» **SET EXERCISE**:
Reproduce all of the following data word for word, leaving out the pictures.

» **RECORDS FOR THE EXERCISE**:
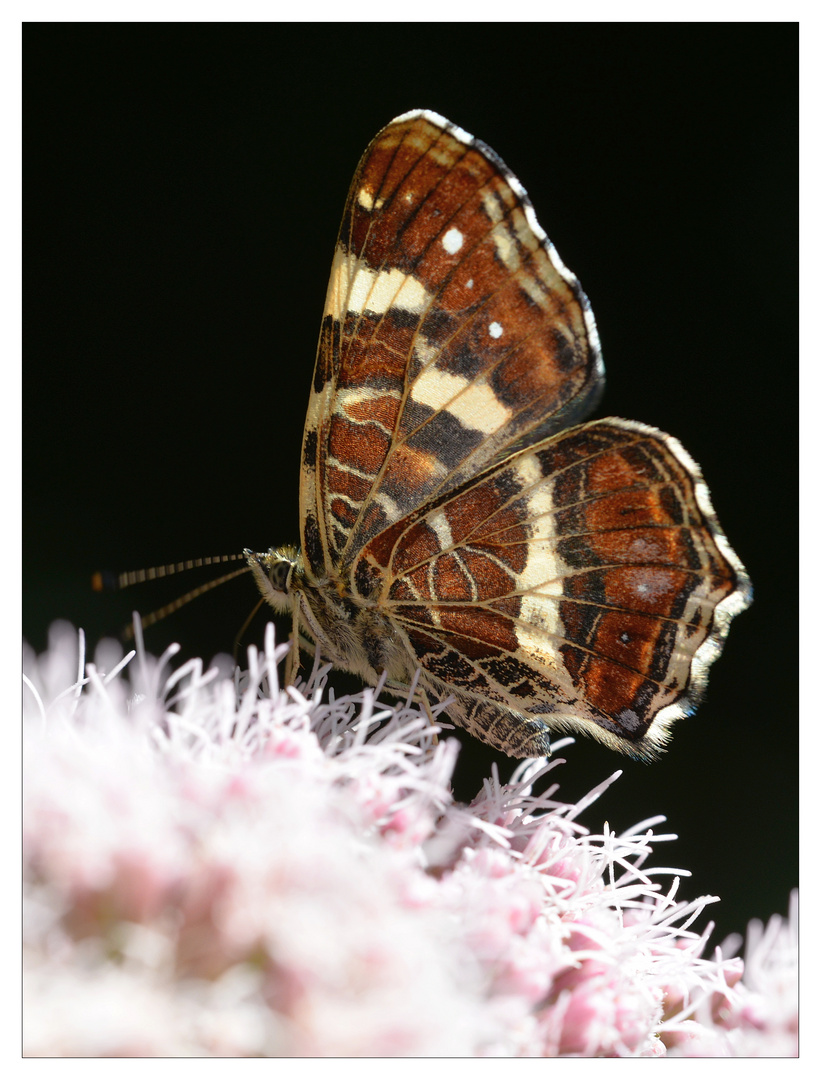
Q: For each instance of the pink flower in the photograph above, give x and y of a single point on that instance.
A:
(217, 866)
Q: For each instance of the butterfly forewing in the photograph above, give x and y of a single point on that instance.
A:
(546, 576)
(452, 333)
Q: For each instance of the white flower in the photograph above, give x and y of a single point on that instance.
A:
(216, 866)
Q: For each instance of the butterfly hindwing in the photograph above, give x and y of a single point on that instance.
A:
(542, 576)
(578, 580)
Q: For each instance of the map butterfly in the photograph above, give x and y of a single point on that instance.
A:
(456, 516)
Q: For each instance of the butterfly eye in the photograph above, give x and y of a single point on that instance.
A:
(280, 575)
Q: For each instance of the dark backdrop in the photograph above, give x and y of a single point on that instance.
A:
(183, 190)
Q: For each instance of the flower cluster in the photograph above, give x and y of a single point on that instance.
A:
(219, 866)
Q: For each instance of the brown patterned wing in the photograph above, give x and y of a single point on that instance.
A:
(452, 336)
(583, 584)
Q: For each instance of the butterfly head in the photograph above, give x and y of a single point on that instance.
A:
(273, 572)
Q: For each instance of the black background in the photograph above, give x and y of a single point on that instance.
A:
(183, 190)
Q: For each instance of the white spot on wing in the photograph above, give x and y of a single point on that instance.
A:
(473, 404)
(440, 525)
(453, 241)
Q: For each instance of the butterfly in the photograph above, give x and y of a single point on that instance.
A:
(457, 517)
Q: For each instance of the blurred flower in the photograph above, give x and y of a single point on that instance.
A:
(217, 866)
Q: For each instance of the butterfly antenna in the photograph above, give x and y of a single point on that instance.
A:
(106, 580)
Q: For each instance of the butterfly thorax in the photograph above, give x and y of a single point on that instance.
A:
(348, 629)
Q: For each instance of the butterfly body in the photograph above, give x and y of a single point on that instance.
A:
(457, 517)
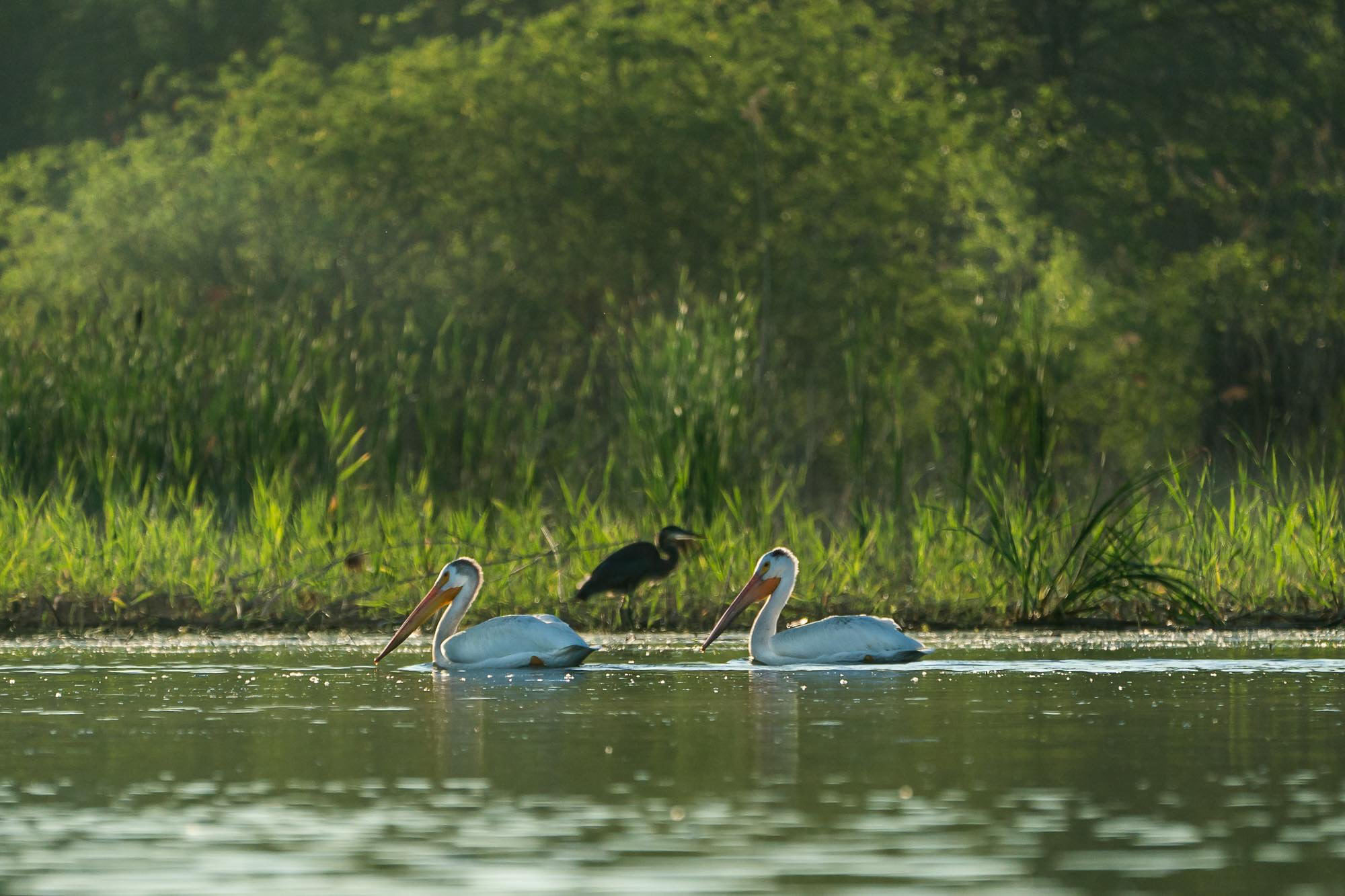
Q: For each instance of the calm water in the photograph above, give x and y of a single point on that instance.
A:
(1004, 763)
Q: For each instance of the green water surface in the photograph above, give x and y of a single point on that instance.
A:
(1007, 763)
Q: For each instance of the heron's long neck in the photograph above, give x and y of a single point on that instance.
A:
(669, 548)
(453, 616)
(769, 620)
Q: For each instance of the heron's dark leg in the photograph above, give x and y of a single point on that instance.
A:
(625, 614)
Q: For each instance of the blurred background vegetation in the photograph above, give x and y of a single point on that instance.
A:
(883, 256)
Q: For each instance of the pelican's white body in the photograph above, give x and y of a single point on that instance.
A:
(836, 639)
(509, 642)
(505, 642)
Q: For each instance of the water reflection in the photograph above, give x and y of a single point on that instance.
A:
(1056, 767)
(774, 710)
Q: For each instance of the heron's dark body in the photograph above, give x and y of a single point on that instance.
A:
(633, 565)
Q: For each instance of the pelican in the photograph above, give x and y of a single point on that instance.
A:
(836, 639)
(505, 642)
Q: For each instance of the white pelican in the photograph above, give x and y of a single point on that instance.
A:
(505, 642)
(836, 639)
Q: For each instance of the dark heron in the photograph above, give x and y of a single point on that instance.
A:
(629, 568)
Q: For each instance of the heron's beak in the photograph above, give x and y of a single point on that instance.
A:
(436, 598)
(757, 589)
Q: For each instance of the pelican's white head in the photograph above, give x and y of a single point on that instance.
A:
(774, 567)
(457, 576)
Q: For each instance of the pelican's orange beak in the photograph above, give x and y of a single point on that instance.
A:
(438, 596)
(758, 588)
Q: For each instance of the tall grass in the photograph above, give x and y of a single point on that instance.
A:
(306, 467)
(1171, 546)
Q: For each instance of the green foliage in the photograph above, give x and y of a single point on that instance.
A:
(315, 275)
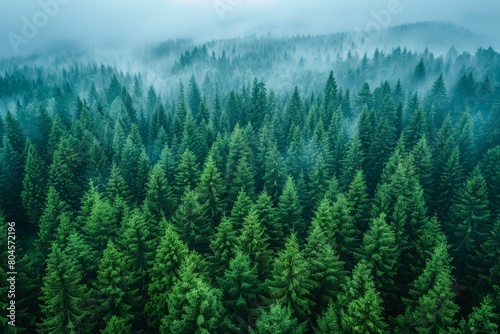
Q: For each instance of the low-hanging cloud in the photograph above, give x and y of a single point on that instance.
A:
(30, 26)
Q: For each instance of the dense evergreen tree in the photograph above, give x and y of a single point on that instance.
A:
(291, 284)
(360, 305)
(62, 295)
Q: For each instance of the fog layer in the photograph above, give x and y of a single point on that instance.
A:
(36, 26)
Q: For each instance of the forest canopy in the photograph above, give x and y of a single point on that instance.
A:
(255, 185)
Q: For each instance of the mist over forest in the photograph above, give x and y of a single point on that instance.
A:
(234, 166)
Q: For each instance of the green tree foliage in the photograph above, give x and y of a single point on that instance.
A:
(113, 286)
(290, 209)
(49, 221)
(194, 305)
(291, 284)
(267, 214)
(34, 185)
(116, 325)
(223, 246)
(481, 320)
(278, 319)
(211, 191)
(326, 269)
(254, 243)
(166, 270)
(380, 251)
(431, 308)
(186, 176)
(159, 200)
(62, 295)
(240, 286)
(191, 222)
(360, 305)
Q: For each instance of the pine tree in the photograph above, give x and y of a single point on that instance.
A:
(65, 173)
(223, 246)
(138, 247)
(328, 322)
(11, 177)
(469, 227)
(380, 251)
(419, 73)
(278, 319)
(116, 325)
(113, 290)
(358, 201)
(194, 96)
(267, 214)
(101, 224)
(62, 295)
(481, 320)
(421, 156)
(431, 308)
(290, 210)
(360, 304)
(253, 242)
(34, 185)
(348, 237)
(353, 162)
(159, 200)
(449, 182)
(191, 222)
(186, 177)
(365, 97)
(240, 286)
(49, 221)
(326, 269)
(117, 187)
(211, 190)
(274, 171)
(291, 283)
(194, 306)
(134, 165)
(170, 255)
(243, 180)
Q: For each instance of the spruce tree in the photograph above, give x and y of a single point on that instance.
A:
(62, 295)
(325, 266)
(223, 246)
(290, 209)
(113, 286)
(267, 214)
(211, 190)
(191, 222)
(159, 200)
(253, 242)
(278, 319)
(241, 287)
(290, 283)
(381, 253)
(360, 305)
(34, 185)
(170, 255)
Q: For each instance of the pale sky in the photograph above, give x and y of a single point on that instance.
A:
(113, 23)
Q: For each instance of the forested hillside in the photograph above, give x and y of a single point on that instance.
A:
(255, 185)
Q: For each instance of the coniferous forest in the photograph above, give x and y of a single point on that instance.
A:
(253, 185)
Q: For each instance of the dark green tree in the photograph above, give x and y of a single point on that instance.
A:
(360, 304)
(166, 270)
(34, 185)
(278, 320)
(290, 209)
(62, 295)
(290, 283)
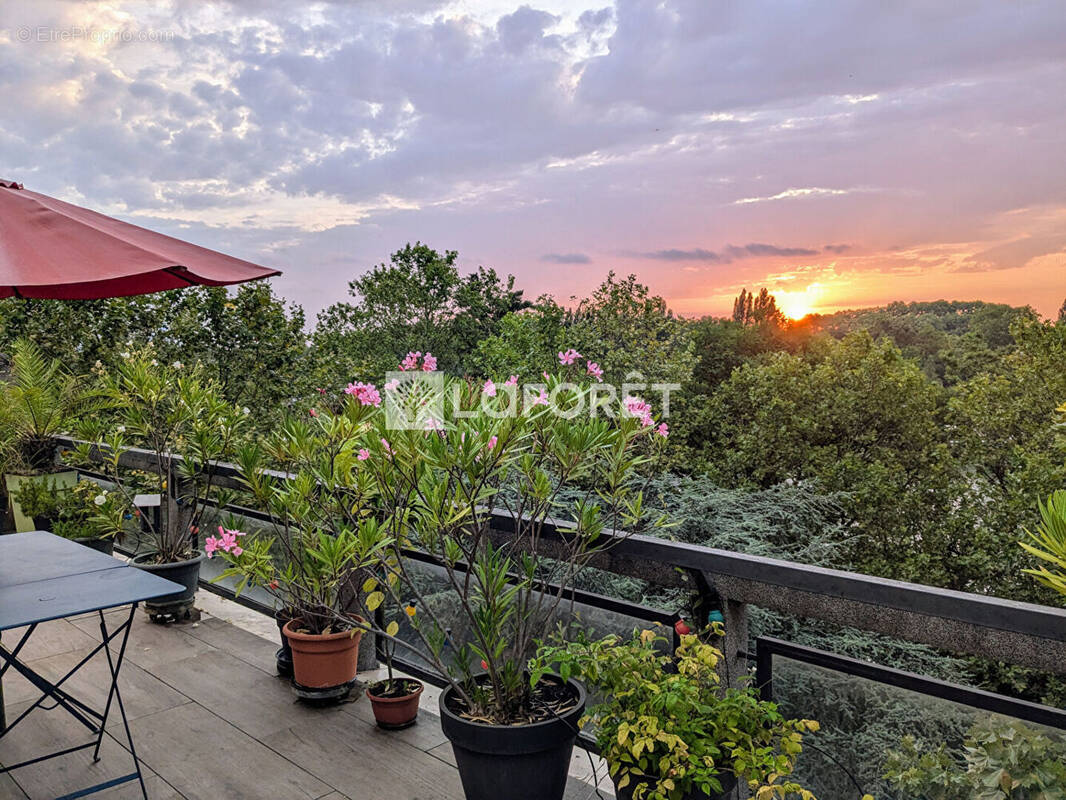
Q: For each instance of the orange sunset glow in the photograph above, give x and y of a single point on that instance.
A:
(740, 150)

» **EXERCISE ANSWER**:
Q: For each instance of the pink flower in the photograph above, give x and y of a single point on that instance.
A:
(217, 866)
Q: For each instance of the butterfly forewing in the photograph above, give x and y of a single point on that instance.
A:
(546, 576)
(452, 333)
Q: For each instance of the white flower in the photograph above, give x and y of a single point on that instance.
A:
(216, 866)
Q: For each instance of the butterfly hindwing in the photograph above, give x and y of a single point on that instance.
A:
(542, 576)
(578, 580)
Q: For each instance of the map butterfly in the photograph above, give x and y of a single point on that instance.
A:
(456, 516)
Q: For each instance of the butterfly eye in the photograph above, give x and y of a single point on that instance.
A:
(280, 575)
Q: For each instance of the dark backdrop in the photograph above, give x and y of a single point on that instance.
A:
(183, 190)
Q: For each instance of the flower cluster in the photograph above, give x and y of a single point on that instance.
A:
(219, 866)
Q: For each instance of the brown patterned wing in the photograph above, give x and y of a single point on that instance.
A:
(452, 336)
(583, 584)
Q: For each instance of the butterfly head in the photograph above, give x and y of a single point on that instance.
A:
(273, 572)
Q: For each instance of the black background in the photograph above, give x and y of a single point on that instance.
A:
(183, 190)
Q: For each instance of the white spot on wing in the photograph above, give x and y of a single point on that instance.
A:
(473, 404)
(440, 525)
(453, 241)
Q: For each instance of the butterfly in the photograph above, give x and y of a single point on that instance.
A:
(457, 517)
Q: For each instance of the blurred flower in the photograph above, give x and y of a single point on that instance.
A:
(217, 866)
Q: For each instance of the butterfly antenna in the photograph above, give x and y of a single point on that instance.
A:
(106, 580)
Q: For each instance of the butterfly thorax in the photograph above, give x and y of a single point on that instance.
A:
(348, 629)
Q: For each instance of the butterfly body in the photograph above, give x and y of a single point on that instance.
A:
(457, 517)
Q: For each instance of the calm water in the photograph above, give x and y of a single point on that instance.
A:
(1004, 763)
Q: For each instance of the green water surface in the photograph above, give x and y of a single point on that instance.
A:
(1007, 763)
Q: For each instance of the heron's long neck in the photograph above, give x and y of a single point on that instance.
A:
(669, 548)
(453, 616)
(769, 620)
Q: For each instance of the heron's dark leg in the photograph above, give x and y of a single point on that instance.
A:
(625, 614)
Q: For each instance of the blurred background vegetation in the photograph above, give x and y of a single point on that instance.
A:
(883, 256)
Q: For each instance of the pelican's white body in the photograph above, give x and y of a single point on that instance.
A:
(836, 639)
(509, 642)
(505, 642)
Q: For each instance of the water reflection in the photograph above, give x and y of a single point on that instance.
A:
(1056, 767)
(774, 710)
Q: For each instance of the heron's dark body in the photograph above, give x and y of a single point on that instance.
A:
(633, 565)
Q: For each instance of the pelican in the photograph above, give x and y of a single point on that instance.
A:
(836, 639)
(505, 642)
Q: For each instance of the white pelican in the photograph above, give x and y of a single point on that instance.
A:
(505, 642)
(836, 639)
Q: For each instance of the dark heron in the photograph above, give x and y of a single point on that instance.
A:
(629, 568)
Q: For each instance of the heron's beak in the photograph above, give x and y of a single point on that instance.
A:
(436, 598)
(757, 589)
Q: For each instance of the pelican's white head in the photograph above, give x and y of a single point on that instance.
A:
(774, 567)
(457, 576)
Q: For each instance of the pelican's orange beak in the photograph above, give x and y of a single point on that instance.
A:
(438, 596)
(758, 588)
Q: For each instance of the tall grass in the photograph above, give x and y of a single point on that instance.
A:
(306, 467)
(1171, 546)
Q: For each instance of the green foliage in the photograph above, give x and y of a single point on that instance.
A:
(315, 275)
Q: For each instance of the low-hanging cloud in the photograph above, give x and y of a single point on that instance.
A:
(30, 26)
Q: For each instance of the dense evergreen tree in the photograph above, give x and y of a single point on that instance.
A:
(291, 284)
(360, 305)
(62, 295)
Q: For each instance of the fog layer in the photograph above, give x and y of a single point on that instance.
A:
(36, 26)
Q: For each instance of the forest canopy in the photograph above, give x and y of a single point on that instance.
A:
(255, 185)
Q: For each instance of the mist over forest in the photograph above, give x and y of a single point on that instance.
A:
(234, 166)
Q: For each instance of the green tree foliage in the photograph above, give x and y of a single point on that instance.
A:
(113, 286)
(290, 209)
(49, 221)
(194, 305)
(291, 284)
(267, 214)
(34, 185)
(116, 325)
(223, 246)
(481, 320)
(278, 319)
(211, 191)
(326, 269)
(254, 243)
(166, 270)
(380, 251)
(431, 308)
(186, 176)
(159, 200)
(62, 295)
(240, 286)
(191, 222)
(360, 305)
Q: For each instance of the pine tree in the photograph above, give x and y of a single point on that instance.
A:
(65, 173)
(223, 246)
(138, 247)
(328, 322)
(11, 177)
(469, 227)
(380, 251)
(419, 73)
(278, 319)
(116, 325)
(113, 290)
(358, 201)
(194, 96)
(267, 214)
(101, 224)
(62, 295)
(481, 320)
(421, 156)
(431, 308)
(290, 210)
(360, 304)
(253, 242)
(34, 185)
(348, 237)
(353, 162)
(159, 200)
(449, 182)
(191, 222)
(186, 177)
(365, 97)
(240, 286)
(49, 221)
(326, 269)
(117, 187)
(211, 190)
(274, 171)
(291, 283)
(194, 306)
(134, 165)
(170, 255)
(243, 180)
Q: For each instance of the spruce tree in the photograph above, give x and y of a single point on that instance.
A:
(62, 295)
(325, 266)
(223, 246)
(290, 209)
(113, 286)
(267, 214)
(211, 190)
(191, 222)
(159, 200)
(253, 242)
(278, 319)
(241, 287)
(290, 283)
(381, 253)
(360, 305)
(34, 185)
(170, 255)
Q: For each instance of the pale sky in the photograph above, give x and y of a single point on that instance.
A:
(113, 23)
Q: For each instance of the forested hillside in the photograph above, give x and y of a single point on that instance.
A:
(255, 185)
Q: For each instance of the coniferous forest in the photograph above, give x and y of a single point on that instance.
A:
(253, 185)
Q: For each instance of the dark green tree in the photograph above, give x and y of a single point on that instance.
A:
(360, 304)
(166, 270)
(34, 185)
(278, 320)
(290, 209)
(62, 295)
(290, 283)
Q: For each instance of the orange sunset glow in the photograph above, give x and y of a single point on that instance.
A:
(740, 150)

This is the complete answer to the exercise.